• [Exercise description]:
Rewrite the lines below, changing "integers" to "whole numbers" and leaving everything else unchanged.

• [Source records]:
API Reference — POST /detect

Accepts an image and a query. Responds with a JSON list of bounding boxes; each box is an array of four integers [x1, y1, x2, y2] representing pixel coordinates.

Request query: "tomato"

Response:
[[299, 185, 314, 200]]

• [The answer]:
API Reference — POST /detect

Accepts an image and a query. Responds with a JSON list of bounding boxes; each box is an array of four whole numbers [x1, y1, x2, y2] representing pixel coordinates.

Request query: "tomato"

Response:
[[299, 185, 314, 200]]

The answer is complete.